> _REQUIRED TASK_: Swap "every instance" for "each instance" everywhere it occurs in the records below, and reproduce them with nothing else changed and the pictures omitted.

— BEGIN EXERCISE INPUT —

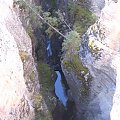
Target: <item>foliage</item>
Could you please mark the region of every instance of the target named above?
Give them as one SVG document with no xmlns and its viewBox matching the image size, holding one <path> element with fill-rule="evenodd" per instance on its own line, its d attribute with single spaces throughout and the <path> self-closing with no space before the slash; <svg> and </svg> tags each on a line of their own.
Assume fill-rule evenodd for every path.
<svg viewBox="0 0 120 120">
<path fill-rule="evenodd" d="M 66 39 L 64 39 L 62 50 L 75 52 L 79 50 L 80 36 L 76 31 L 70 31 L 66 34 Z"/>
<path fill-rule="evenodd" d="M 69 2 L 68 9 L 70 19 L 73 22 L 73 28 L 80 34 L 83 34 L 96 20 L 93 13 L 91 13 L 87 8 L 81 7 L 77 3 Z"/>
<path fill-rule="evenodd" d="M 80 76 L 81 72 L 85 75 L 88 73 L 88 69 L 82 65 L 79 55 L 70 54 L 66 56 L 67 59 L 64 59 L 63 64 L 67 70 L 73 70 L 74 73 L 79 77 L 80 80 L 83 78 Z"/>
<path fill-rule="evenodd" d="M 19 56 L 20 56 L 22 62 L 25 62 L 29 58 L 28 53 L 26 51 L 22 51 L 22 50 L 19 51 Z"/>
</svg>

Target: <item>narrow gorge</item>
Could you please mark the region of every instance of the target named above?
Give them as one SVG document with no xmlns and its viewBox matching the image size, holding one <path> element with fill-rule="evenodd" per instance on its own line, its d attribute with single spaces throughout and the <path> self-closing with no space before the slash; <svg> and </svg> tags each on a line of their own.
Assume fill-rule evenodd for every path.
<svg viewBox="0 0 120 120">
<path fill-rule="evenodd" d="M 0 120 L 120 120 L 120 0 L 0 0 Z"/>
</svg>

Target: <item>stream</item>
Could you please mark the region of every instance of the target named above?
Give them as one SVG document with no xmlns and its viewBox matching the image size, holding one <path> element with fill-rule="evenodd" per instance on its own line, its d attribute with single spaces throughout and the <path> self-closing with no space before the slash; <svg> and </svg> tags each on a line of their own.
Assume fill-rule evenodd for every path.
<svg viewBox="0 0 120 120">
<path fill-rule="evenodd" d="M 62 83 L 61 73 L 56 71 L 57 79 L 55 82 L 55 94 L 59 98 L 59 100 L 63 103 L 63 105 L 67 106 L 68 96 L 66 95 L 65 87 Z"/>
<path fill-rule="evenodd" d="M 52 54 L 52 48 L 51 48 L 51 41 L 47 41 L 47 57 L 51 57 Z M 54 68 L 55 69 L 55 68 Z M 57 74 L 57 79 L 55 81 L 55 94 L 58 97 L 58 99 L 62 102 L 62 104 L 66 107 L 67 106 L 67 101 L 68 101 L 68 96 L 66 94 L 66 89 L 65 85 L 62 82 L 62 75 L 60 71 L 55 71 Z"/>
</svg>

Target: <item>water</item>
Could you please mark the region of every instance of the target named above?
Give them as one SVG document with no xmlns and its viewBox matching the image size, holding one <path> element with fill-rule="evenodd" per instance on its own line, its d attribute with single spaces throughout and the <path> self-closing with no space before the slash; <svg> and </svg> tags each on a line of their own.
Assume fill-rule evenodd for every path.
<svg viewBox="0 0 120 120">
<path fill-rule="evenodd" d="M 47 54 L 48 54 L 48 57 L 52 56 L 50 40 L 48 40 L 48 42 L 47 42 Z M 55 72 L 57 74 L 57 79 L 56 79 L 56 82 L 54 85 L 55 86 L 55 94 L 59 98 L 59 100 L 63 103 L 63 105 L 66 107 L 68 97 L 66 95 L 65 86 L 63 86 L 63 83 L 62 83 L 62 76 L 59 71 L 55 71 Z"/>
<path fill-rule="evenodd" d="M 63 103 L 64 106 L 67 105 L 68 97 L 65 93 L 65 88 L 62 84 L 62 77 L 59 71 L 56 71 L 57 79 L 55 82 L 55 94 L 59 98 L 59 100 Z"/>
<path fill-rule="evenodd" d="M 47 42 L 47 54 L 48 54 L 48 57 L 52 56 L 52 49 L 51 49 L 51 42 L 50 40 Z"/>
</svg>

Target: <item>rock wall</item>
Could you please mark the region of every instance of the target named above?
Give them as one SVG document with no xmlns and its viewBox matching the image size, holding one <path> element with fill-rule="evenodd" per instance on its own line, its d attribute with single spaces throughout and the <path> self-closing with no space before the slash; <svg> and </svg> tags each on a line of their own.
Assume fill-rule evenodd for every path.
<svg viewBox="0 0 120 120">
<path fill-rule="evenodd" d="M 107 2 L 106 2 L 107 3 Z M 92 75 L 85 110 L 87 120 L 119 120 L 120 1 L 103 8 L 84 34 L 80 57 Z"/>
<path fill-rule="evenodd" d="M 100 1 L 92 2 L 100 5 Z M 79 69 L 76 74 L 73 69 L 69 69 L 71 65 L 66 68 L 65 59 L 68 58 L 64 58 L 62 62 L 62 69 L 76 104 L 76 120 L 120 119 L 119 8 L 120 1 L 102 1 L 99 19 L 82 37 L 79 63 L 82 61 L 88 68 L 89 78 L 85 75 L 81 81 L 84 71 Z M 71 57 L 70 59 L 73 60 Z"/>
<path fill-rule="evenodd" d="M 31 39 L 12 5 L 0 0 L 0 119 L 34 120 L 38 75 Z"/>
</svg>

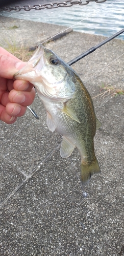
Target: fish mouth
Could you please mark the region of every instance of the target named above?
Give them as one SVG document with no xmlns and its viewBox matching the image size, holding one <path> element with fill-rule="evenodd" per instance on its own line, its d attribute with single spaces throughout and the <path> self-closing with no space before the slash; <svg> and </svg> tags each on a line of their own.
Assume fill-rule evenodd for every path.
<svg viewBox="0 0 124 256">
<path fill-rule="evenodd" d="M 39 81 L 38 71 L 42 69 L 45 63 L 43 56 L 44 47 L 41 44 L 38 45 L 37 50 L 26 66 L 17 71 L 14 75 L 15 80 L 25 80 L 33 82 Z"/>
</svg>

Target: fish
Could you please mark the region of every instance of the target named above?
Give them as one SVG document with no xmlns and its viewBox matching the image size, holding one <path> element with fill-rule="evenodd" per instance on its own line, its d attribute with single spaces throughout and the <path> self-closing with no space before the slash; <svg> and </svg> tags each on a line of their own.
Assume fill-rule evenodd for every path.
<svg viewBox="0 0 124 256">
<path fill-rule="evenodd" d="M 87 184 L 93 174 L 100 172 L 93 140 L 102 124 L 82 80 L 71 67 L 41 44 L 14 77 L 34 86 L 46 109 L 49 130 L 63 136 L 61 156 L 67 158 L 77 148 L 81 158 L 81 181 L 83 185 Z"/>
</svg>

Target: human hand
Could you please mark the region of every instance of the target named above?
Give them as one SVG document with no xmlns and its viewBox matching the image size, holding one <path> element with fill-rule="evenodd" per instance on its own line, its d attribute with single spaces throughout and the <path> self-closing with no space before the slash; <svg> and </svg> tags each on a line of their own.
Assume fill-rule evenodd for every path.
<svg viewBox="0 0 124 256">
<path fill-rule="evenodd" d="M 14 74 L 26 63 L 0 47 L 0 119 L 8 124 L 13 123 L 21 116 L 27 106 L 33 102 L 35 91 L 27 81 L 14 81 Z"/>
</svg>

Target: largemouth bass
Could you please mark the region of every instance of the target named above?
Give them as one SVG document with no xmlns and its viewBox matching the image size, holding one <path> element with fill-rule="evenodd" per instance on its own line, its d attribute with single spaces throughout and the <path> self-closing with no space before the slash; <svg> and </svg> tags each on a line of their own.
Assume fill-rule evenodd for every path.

— END EXERCISE INPUT —

> _EXERCISE OUTPUT_:
Target: <item>foliage</item>
Could you please mark the region of each instance of the target named above?
Give them as one SVG document with no xmlns and its viewBox matching the image size, holding one <path> element with fill-rule="evenodd" per instance on its own line, its d attribute with single spaces throughout and the <path> self-closing with no space before the slash; <svg> and </svg> tags each on a line of their own.
Assume fill-rule evenodd for every path.
<svg viewBox="0 0 120 120">
<path fill-rule="evenodd" d="M 66 39 L 64 39 L 62 50 L 75 52 L 79 50 L 80 36 L 76 31 L 70 31 L 66 34 Z"/>
<path fill-rule="evenodd" d="M 69 2 L 68 9 L 70 19 L 73 22 L 73 28 L 80 34 L 83 34 L 96 20 L 93 13 L 91 13 L 87 8 L 81 7 L 77 3 Z"/>
<path fill-rule="evenodd" d="M 80 76 L 81 72 L 85 75 L 88 73 L 88 69 L 82 65 L 79 55 L 70 54 L 66 56 L 67 59 L 64 59 L 63 64 L 67 70 L 73 70 L 74 73 L 79 77 L 80 80 L 83 78 Z"/>
<path fill-rule="evenodd" d="M 19 56 L 20 56 L 22 62 L 25 62 L 29 58 L 28 53 L 26 51 L 22 51 L 22 50 L 19 51 Z"/>
</svg>

Target: <item>narrow gorge</item>
Could you please mark the region of each instance of the target named above?
Give them as one SVG document with no xmlns and its viewBox matching the image size, holding one <path> element with fill-rule="evenodd" per instance on its own line, its d attribute with single spaces throughout and the <path> self-closing with no space before the slash; <svg> and </svg> tags each on a line of their own.
Assume fill-rule evenodd for every path.
<svg viewBox="0 0 120 120">
<path fill-rule="evenodd" d="M 0 120 L 120 120 L 120 0 L 0 0 Z"/>
</svg>

Target: <item>stream</item>
Could you please mark the region of each instance of the target named above?
Give them as one SVG document with no xmlns and its viewBox matching the image size, holding one <path> element with fill-rule="evenodd" per instance on its own line, its d attribute with single spaces throughout and the <path> self-closing with no space before the slash; <svg> and </svg> tags each on a line of their own.
Assume fill-rule evenodd for every path.
<svg viewBox="0 0 120 120">
<path fill-rule="evenodd" d="M 62 83 L 61 73 L 56 71 L 57 79 L 55 82 L 55 94 L 59 98 L 59 100 L 63 103 L 63 105 L 67 106 L 68 96 L 66 95 L 65 87 Z"/>
<path fill-rule="evenodd" d="M 52 54 L 52 48 L 51 48 L 51 41 L 47 41 L 47 57 L 51 57 Z M 54 68 L 55 69 L 55 68 Z M 57 74 L 57 79 L 55 81 L 55 94 L 58 97 L 58 99 L 62 102 L 62 104 L 66 107 L 67 106 L 67 101 L 68 101 L 68 96 L 66 94 L 66 89 L 65 85 L 62 82 L 62 75 L 60 71 L 55 71 Z"/>
</svg>

Target: <item>water</item>
Could you please mark the region of each instance of the target named above?
Give them as one SVG document with no xmlns and its viewBox matching the image size, holding one <path> element with fill-rule="evenodd" per instance on its own line, its d attribute with single spaces throughout and the <path> self-closing with no space before the slash; <svg> and </svg> tags each on a line of their own.
Assume fill-rule evenodd for every path.
<svg viewBox="0 0 120 120">
<path fill-rule="evenodd" d="M 47 54 L 48 54 L 48 57 L 52 56 L 50 40 L 48 40 L 48 42 L 47 42 Z M 55 72 L 57 74 L 57 79 L 56 79 L 56 82 L 54 85 L 55 86 L 55 94 L 59 98 L 59 100 L 63 103 L 63 105 L 66 107 L 68 97 L 66 95 L 65 86 L 63 86 L 63 83 L 62 83 L 62 76 L 59 71 L 55 71 Z"/>
<path fill-rule="evenodd" d="M 63 103 L 64 106 L 67 105 L 68 97 L 65 93 L 65 88 L 62 84 L 62 77 L 59 71 L 56 71 L 57 79 L 55 82 L 55 94 L 59 98 L 59 100 Z"/>
<path fill-rule="evenodd" d="M 47 42 L 47 54 L 48 54 L 48 57 L 52 56 L 52 49 L 51 49 L 51 42 L 50 40 Z"/>
</svg>

Target: <item>rock wall</item>
Could you please mark the region of each instance of the target named above?
Give them as one SVG document with no xmlns and its viewBox matching the image size, holding one <path> element with fill-rule="evenodd" per instance on its own line, its d attribute with single spaces throughout and the <path> self-closing with no space before the slash; <svg> and </svg> tags each on a line of their own.
Assume fill-rule evenodd for every path.
<svg viewBox="0 0 120 120">
<path fill-rule="evenodd" d="M 107 2 L 106 2 L 107 3 Z M 92 75 L 85 110 L 87 120 L 119 120 L 120 1 L 103 8 L 84 34 L 80 57 Z"/>
<path fill-rule="evenodd" d="M 100 1 L 92 2 L 100 5 Z M 79 69 L 76 74 L 73 69 L 69 69 L 71 65 L 66 68 L 65 59 L 68 58 L 64 58 L 62 62 L 62 69 L 76 104 L 76 120 L 120 119 L 119 8 L 120 1 L 102 1 L 99 19 L 82 37 L 79 63 L 82 61 L 88 68 L 89 78 L 85 75 L 81 81 L 84 71 Z M 71 57 L 70 59 L 73 60 Z"/>
<path fill-rule="evenodd" d="M 31 39 L 12 5 L 0 0 L 0 119 L 34 120 L 38 75 Z"/>
</svg>

Target: fish mouth
Could you please mark the region of each instance of the target named above?
Give them as one SVG document with no xmlns and its viewBox matching the image size, holding one <path> element with fill-rule="evenodd" per instance on its own line, its d attribute with single spaces throughout and the <path> self-closing with no space before the slash; <svg> and </svg> tags each on a line of their own.
Assume fill-rule evenodd for every path.
<svg viewBox="0 0 124 256">
<path fill-rule="evenodd" d="M 39 81 L 38 71 L 42 69 L 45 63 L 43 56 L 44 47 L 41 44 L 38 45 L 37 50 L 26 66 L 17 71 L 14 75 L 15 80 L 25 80 L 33 82 Z"/>
</svg>

Target: fish
Could you please mark the region of each instance of the target named above?
Give them as one SVG document with no xmlns and its viewBox matching the image size, holding one <path> element with fill-rule="evenodd" per instance on its own line, its d attribute with single spaces throughout and the <path> self-closing with no space before the slash; <svg> and </svg> tags each on a line of their own.
Assume fill-rule evenodd for every path.
<svg viewBox="0 0 124 256">
<path fill-rule="evenodd" d="M 87 184 L 93 174 L 100 172 L 93 140 L 102 124 L 82 80 L 71 67 L 41 44 L 14 77 L 34 86 L 46 109 L 49 130 L 63 136 L 61 156 L 67 158 L 77 148 L 81 158 L 81 181 L 83 185 Z"/>
</svg>

Target: human hand
Could you please mark the region of each instance of the target named above?
Give them as one SVG document with no xmlns and its viewBox matching the image size, holding one <path> element with fill-rule="evenodd" per instance on its own line, its d attribute with single spaces throughout and the <path> self-closing with no space before the slash; <svg> and </svg> tags each on a line of their own.
Assume fill-rule evenodd for every path.
<svg viewBox="0 0 124 256">
<path fill-rule="evenodd" d="M 14 74 L 26 63 L 0 47 L 0 119 L 8 124 L 13 123 L 21 116 L 27 106 L 33 102 L 35 91 L 27 81 L 14 81 Z"/>
</svg>

Target: largemouth bass
Could you please mark the region of each instance of the target named above?
Give them as one SVG document with no xmlns and its viewBox matching the image size, holding one <path> element with fill-rule="evenodd" per instance on its own line, its d attribute with single spaces throughout and the <path> self-closing with no space before the slash; <svg> and </svg> tags each on a line of their own.
Assume fill-rule evenodd for every path.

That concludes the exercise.